▶ **Written exercise**
Convert the records into a two-column CSV with the header "query" and "points". Write one row per record, placing each record's text and its answer in a single quoted field each and replacing any line breaks with spaces.

▶ **The data**
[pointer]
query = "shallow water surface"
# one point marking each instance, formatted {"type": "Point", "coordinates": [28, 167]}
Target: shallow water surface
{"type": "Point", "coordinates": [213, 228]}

▶ **Result**
query,points
"[pointer] query = ""shallow water surface"" # one point marking each instance, formatted {""type"": ""Point"", ""coordinates"": [28, 167]} Target: shallow water surface","{""type"": ""Point"", ""coordinates"": [213, 228]}"